# start of Data section

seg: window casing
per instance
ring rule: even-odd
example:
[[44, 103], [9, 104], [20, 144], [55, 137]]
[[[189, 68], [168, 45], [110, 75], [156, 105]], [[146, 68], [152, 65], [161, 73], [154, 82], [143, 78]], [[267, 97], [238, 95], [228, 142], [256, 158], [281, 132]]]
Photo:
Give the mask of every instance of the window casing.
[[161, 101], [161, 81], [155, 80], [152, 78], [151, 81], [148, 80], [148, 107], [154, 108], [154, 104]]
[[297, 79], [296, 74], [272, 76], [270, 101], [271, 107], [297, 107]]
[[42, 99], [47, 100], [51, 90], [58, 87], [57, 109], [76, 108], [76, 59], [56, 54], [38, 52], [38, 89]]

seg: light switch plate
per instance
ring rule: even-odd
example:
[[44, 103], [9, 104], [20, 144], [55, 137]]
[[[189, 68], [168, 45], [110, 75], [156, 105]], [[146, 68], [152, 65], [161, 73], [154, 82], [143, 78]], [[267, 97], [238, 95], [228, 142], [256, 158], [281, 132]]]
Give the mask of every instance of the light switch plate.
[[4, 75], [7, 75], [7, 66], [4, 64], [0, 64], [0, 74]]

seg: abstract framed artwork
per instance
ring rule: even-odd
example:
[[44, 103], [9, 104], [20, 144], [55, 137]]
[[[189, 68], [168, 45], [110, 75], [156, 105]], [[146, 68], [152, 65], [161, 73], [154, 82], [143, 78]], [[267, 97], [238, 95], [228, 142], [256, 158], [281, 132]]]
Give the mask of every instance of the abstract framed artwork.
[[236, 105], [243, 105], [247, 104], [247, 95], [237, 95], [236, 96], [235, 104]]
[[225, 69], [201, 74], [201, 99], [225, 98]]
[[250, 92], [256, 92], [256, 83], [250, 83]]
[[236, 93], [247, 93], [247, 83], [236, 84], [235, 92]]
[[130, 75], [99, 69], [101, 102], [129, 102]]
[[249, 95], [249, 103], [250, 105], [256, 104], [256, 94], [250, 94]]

# end of Data section

Exercise task
Set down every line of the listing above again, exactly as given.

Expected answer
seg: window casing
per instance
ring rule: even-odd
example:
[[44, 103], [9, 104], [20, 144], [55, 137]]
[[[189, 68], [168, 45], [110, 75], [156, 105]], [[146, 68], [152, 65], [161, 73], [154, 82], [143, 78]], [[267, 97], [238, 95], [228, 142], [256, 158], [281, 132]]]
Photo:
Give the mask of every instance of the window casing.
[[161, 101], [161, 81], [155, 80], [152, 78], [151, 81], [148, 80], [148, 107], [154, 108], [154, 104]]
[[297, 79], [296, 74], [272, 76], [270, 101], [271, 107], [297, 107]]
[[42, 99], [47, 100], [51, 90], [58, 87], [57, 109], [76, 108], [76, 59], [56, 54], [38, 52], [38, 89]]

seg: light switch plate
per instance
ring rule: even-odd
example:
[[44, 103], [9, 104], [20, 144], [55, 137]]
[[[189, 68], [168, 45], [110, 75], [156, 105]], [[146, 68], [152, 65], [161, 73], [154, 82], [143, 78]], [[267, 97], [238, 95], [228, 142], [256, 158], [281, 132]]]
Give the mask of every instance of the light switch plate.
[[4, 75], [7, 75], [7, 66], [4, 64], [0, 64], [0, 74]]

seg: abstract framed artwork
per instance
ring rule: even-odd
example:
[[44, 103], [9, 104], [20, 144], [55, 137]]
[[[189, 68], [168, 45], [110, 75], [156, 105]], [[146, 68], [152, 65], [161, 73], [154, 82], [143, 78]], [[267, 97], [238, 95], [228, 142], [256, 158], [281, 132]]]
Give the mask of every instance of the abstract framed artwork.
[[236, 105], [243, 105], [247, 104], [247, 95], [237, 95], [236, 96], [235, 104]]
[[225, 69], [201, 74], [201, 99], [225, 98]]
[[250, 92], [256, 92], [256, 83], [250, 83]]
[[236, 93], [247, 93], [247, 83], [236, 84], [235, 92]]
[[130, 75], [99, 69], [101, 102], [129, 102]]
[[249, 95], [249, 103], [250, 105], [256, 104], [256, 94], [250, 94]]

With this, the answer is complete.